_Task prompt_
In the court opinion on the melon sale, condense the paragraph that begins "This was" into a short list that keeps its main facts.
──────── Quoted text
Walton v. Hancock

14 Ga. App. 754 | Ga. Ct. App. | 1914

Russell, C. J.

This was .a suit for the purchase-price of 2,411 melons at 4 cents each. The defendant claimed that the melons were too green to eat when they reached him at Atlanta. They were condemned by an inspector for the board of health of the City of Atlanta. Nevertheless, the jury found a verdict requiring the defendant to pay for the melons, and the judge of the city court refused him a new trial. The defendant’s motion for a new trial *755is based only upon the general grounds; for the two grounds of the amended motion present only by way of amplified specification, the complaint that the verdict is contrary to the evidence. We quote them: “4th. Because the preponderance of the evidence for plaintiff, J. T. Hancock, in the trial of the ease, is not sufficient to incline a reasonable and impartial mind to the side of the plaintiff, J. T. Hancock, rather than to that of the movant. 5th. Because the evidence adduced for plaintiff, J. T. Hancock, is not sufficiently explicit, nor of sufficient weight, to sustain his suit as against the undisputed evidence for the plaintiff [defendant?], to authorize the finding of a verdict for J. T. Hancock.”
────────────────
──────── Data records
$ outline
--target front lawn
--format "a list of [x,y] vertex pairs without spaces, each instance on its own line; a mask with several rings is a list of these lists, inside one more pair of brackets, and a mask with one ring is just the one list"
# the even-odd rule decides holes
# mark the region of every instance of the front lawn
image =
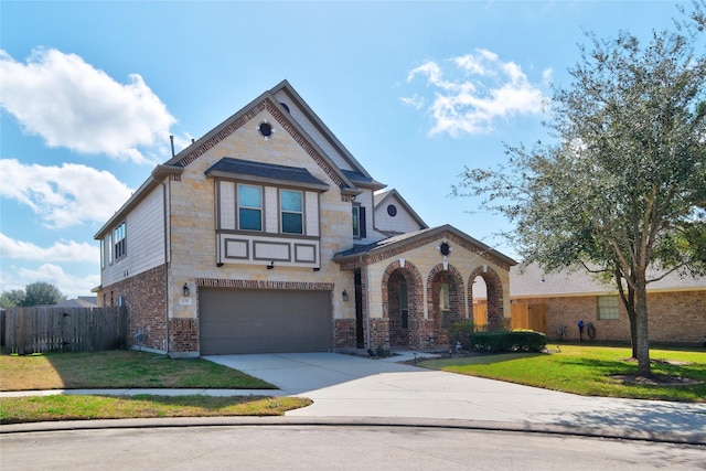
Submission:
[[549,345],[552,353],[509,353],[429,360],[419,366],[585,396],[706,402],[706,352],[650,351],[653,381],[634,378],[629,347]]
[[[275,389],[205,360],[136,351],[0,355],[0,390],[207,388]],[[0,398],[0,424],[107,418],[271,416],[311,400],[265,396],[36,396]]]
[[156,417],[281,416],[301,397],[42,396],[0,398],[0,424]]
[[173,360],[127,350],[0,355],[0,390],[107,388],[276,389],[201,358]]

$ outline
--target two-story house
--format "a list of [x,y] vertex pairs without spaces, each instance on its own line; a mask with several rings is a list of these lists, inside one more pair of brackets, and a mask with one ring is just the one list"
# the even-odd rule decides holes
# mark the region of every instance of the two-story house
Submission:
[[434,349],[510,314],[515,261],[382,192],[288,82],[158,165],[98,231],[101,306],[172,356]]

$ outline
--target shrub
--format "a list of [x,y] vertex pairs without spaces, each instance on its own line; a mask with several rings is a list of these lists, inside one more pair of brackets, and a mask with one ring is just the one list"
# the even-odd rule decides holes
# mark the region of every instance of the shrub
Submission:
[[461,342],[463,350],[470,350],[469,340],[474,331],[473,321],[453,322],[448,329],[449,344],[456,345],[456,342]]
[[547,344],[547,336],[535,331],[475,332],[470,336],[471,347],[479,352],[539,352]]

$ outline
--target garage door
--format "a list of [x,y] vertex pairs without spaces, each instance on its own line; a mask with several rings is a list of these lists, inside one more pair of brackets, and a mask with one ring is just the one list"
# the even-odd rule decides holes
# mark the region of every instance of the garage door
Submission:
[[327,352],[330,291],[199,289],[201,354]]

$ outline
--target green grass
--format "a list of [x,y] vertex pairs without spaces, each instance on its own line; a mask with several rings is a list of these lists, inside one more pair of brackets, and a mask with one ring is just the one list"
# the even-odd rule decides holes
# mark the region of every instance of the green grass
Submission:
────────────────
_Exercise output_
- The suit sought payment for 2,411 melons at 4 cents each.
- The defendant said the melons were too green to eat when they reached him in Atlanta.
- An inspector for the Atlanta board of health condemned the melons.
- The jury still found that the defendant must pay for them.
- The city court judge refused him a new trial.
- His motion for a new trial rests only on the general grounds.
- The two added grounds in the amended motion only spell out in more detail his complaint that the verdict goes against the evidence.